Rows from a dataset for box labeling:

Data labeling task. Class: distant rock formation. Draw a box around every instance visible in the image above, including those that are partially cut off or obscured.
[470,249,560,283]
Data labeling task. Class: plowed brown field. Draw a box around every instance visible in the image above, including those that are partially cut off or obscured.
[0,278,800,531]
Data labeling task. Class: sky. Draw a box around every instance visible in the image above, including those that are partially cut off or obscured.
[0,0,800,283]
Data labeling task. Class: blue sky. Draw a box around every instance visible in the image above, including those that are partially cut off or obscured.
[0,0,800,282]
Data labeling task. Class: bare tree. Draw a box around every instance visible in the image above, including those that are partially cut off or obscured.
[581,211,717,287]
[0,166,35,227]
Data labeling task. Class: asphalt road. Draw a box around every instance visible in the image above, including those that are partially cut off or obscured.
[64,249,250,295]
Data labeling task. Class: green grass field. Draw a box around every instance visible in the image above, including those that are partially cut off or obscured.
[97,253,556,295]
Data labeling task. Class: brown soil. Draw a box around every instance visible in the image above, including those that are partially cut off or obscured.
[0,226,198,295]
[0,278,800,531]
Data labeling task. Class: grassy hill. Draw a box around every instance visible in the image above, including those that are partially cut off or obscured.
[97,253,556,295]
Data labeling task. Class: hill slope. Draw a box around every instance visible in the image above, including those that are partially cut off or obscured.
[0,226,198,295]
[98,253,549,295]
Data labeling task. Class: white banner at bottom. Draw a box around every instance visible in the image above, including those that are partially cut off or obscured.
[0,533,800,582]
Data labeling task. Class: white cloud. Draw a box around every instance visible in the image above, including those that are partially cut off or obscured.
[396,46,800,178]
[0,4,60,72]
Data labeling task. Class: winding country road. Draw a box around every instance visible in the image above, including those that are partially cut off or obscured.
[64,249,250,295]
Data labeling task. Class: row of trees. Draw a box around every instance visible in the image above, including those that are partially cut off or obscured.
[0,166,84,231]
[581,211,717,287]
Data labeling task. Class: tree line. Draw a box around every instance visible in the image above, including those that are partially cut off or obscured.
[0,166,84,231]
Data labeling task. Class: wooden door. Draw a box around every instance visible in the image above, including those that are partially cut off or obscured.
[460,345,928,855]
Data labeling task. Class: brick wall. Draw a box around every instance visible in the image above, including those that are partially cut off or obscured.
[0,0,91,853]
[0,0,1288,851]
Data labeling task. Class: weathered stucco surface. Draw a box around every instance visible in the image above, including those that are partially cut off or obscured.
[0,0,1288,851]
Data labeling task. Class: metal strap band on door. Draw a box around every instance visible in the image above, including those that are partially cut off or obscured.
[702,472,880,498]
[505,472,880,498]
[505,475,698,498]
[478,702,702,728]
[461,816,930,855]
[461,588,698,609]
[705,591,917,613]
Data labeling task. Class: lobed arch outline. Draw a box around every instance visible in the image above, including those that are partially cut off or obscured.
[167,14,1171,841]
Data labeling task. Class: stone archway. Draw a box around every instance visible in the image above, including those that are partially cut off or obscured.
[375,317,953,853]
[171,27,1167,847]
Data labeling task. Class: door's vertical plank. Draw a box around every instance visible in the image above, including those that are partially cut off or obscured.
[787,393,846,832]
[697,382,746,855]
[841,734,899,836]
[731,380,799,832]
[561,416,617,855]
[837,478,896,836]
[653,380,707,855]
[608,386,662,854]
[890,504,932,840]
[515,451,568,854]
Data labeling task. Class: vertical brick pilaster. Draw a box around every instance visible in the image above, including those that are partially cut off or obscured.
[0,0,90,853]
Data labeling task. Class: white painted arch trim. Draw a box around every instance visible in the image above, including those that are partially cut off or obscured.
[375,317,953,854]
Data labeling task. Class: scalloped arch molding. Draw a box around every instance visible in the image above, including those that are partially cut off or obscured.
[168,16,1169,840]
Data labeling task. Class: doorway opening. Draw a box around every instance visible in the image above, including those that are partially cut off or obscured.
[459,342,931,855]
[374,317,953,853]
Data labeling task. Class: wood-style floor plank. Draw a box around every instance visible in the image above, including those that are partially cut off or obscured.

Written problem: Output all of the data above again, word for word.

Solved problem:
Data labeling task. Class: distant rock formation. Draw a box around every instance visible in the image above, including those that are partially cut off or obscured.
[470,249,560,283]
Data labeling task. Class: plowed brown field. Draw a box around every instance visible in the image above, including those that are partially cut off or obscured.
[0,278,800,531]
Data labeling task. Class: sky. Draw a box around every instance visible in the image above, including those that are partially cut off or obscured.
[0,0,800,283]
Data labeling task. Class: blue sky. Draw a box around every instance visible in the image above, including those that are partially cut off or obscured.
[0,0,800,282]
Data labeling task. Class: bare tree. Draw a box around every instance visible in the image above, including those that are partially cut off or obscured.
[581,211,717,287]
[0,166,35,227]
Data labeling task. Class: asphalt road. Draw a box around every instance visible in the image above, including those that are partially cut off or obscured.
[64,249,250,295]
Data labeling task. Class: green grass field. Draw a box around every instance visible in the image above, including those that are partially cut off or obscured.
[97,253,556,295]
Data labeling task. Class: brown soil. Draw a box around every instance visible in the image above, including those that are partially cut off or obscured.
[0,226,198,295]
[0,278,800,531]
Data labeling task. Class: grassy hill. Draw a box around every instance visible in the image above, including those that are partially cut off or obscured.
[97,253,556,295]
Data labeling task. Class: hill slope. Draw a box around every instance visible in the image above, including those that are partially cut off or obscured.
[0,226,198,295]
[98,253,549,295]
Data labeling task. Class: white banner at bottom. Draw a box around every instance visible in the image above, including those that are partially cut off or obscured.
[0,533,800,582]
Data labeling task. Class: white cloud. Draw a box around every instance visible in the image above, including those that are partially cut off or obscured.
[396,46,800,178]
[0,4,60,72]
Data labeling task. Class: winding country road. Draw a box around every instance visible in the image above, including those that are partially cut off or obscured.
[64,249,250,295]
Data labeling task. Class: row of trees. Draw a box around every instance visible in the image above, including those that are partially cut off or obscured.
[0,166,84,231]
[581,211,717,287]
Data labeling task. Class: tree line. Draw a box around every instance visible in the image above, including those that are partially cut off or obscured.
[0,166,84,231]
Data labeling task. Class: wooden door. Draw a box around every instance visible in the image above, including those that are partially cut off or obscured.
[460,345,928,855]
Data labeling task. Class: brick wall. Draw a box around every instance visible in the image above, including those that are partially cut off or obscured.
[0,0,91,853]
[0,0,1288,851]
Data labeling task. Class: weathered stucco surface. Draw a box around every instance visible in the image above, including those that are partially cut off or obscured.
[0,0,1288,851]
Data labeling task. Class: metal strap band on door. Draw a box around every instance visible in the image above, including those that are partially cut off or obscured.
[702,472,880,498]
[505,472,880,498]
[505,475,698,498]
[478,702,702,728]
[461,816,930,855]
[461,588,698,609]
[705,591,917,613]
Data labeling task. Class: lobed arch outline. Draw a box around every instance visible in the image above, including those that are partially cut off or obscured.
[167,14,1171,841]
Data labeling task. Class: stone archway. Draw a box around every instance visible in the image above, including those that are partially cut off or obscured.
[375,317,953,853]
[171,27,1167,847]
Data labeling task. Class: door's vertical plank. Draw a box around every instance visible in the image above, including those that are partially cut off or obscured.
[787,393,846,832]
[697,382,746,855]
[841,734,899,836]
[731,380,799,832]
[561,416,617,855]
[837,478,896,836]
[653,380,707,855]
[608,386,662,854]
[890,504,932,840]
[515,451,568,854]
Data labeling task. Class: vertical brick pilaster. Draw a box around every instance visible in the image above, including those that are partially cut off or obscured.
[0,0,90,853]
Data labeling task. Class: white painted arch trim. Draw a box around every instance visible in the image above, including those that are partially cut off or obscured.
[375,317,953,854]
Data labeling task. Class: scalloped arch molding. Draw a box around every instance visible in the image above, including those that are partially cut off or obscured.
[168,16,1169,840]
Data labeling task. Class: doorway opening. Draw a box around every instance visible in the image above, including those that are partially cut off or obscured.
[459,342,931,855]
[374,317,953,853]
Data labeling task. Class: wood-style floor plank. Draw a box around every instance visible in the image above, including those that are partially cut off or obscured.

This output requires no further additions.